== Segment start ==

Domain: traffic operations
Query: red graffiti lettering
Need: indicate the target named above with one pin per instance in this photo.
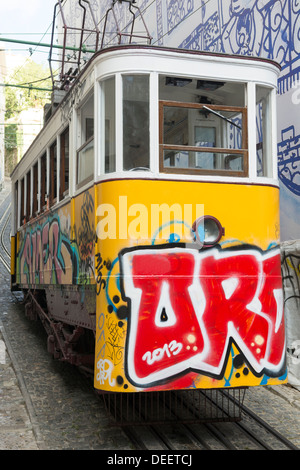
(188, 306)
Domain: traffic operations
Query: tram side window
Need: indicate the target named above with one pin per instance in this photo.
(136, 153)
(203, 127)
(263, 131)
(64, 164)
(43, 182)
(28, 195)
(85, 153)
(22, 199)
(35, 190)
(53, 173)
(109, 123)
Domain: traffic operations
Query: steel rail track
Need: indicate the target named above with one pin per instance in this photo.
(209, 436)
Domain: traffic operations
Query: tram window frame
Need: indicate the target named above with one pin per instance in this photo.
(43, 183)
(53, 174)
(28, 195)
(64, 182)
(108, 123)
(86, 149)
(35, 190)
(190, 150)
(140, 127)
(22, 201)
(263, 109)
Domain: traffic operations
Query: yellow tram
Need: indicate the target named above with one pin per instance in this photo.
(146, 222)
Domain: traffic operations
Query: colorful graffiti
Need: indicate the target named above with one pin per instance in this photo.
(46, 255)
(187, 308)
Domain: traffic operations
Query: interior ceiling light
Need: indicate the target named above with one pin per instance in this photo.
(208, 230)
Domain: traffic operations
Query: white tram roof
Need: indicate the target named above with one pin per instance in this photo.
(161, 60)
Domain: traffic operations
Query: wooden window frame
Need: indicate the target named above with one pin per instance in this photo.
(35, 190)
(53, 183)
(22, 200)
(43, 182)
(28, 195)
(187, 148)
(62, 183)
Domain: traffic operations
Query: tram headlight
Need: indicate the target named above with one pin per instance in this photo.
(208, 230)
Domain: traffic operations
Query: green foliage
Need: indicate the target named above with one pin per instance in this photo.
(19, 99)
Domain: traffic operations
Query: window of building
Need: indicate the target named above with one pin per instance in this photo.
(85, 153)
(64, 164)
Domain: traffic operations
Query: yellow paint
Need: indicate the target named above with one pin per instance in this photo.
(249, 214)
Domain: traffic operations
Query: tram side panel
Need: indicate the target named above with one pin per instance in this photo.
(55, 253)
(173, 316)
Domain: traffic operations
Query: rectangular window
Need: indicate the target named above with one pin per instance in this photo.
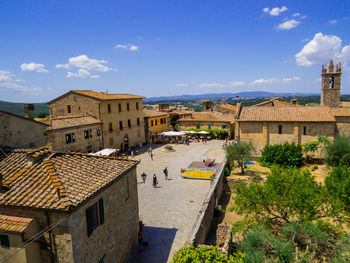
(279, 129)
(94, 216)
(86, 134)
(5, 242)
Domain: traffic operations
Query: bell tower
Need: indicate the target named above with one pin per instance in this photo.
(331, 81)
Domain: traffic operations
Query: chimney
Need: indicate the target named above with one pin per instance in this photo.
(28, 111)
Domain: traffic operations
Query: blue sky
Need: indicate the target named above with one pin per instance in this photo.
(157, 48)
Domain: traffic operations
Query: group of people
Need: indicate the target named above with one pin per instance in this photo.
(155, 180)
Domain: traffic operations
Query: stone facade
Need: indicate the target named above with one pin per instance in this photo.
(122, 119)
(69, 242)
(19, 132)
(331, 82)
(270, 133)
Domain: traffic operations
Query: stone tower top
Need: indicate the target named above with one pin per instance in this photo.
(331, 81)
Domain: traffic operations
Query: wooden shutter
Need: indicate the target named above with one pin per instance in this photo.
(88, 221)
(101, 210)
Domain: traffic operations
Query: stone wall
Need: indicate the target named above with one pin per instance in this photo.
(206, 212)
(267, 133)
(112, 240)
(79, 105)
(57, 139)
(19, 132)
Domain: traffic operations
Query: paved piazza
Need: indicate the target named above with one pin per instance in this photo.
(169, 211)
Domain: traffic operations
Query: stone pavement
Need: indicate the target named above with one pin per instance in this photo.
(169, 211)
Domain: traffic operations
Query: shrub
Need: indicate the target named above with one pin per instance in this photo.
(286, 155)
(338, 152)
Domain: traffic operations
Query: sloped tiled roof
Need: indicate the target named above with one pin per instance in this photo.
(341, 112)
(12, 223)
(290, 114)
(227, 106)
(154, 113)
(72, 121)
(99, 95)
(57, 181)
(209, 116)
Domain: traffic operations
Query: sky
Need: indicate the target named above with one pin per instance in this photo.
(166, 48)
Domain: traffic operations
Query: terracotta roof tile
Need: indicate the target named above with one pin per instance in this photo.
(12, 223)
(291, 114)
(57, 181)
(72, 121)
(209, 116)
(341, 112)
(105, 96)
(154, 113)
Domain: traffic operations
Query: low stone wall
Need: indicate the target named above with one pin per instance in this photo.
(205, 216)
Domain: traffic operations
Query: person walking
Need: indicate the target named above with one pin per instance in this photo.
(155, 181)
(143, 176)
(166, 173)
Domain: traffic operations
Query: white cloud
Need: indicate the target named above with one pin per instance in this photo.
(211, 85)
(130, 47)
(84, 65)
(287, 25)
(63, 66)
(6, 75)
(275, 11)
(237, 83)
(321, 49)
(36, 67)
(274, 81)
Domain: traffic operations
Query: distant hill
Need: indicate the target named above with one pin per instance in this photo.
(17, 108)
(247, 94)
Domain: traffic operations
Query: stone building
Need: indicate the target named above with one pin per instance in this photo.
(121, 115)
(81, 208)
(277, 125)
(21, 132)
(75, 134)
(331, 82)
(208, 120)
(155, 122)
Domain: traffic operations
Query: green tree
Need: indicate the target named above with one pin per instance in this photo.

== Segment end ==

## [PROBLEM TO WORK ON]
Give the count of lines that hold the word "wall" in the listing above, with no other text.

## [EXPECTED ANSWER]
2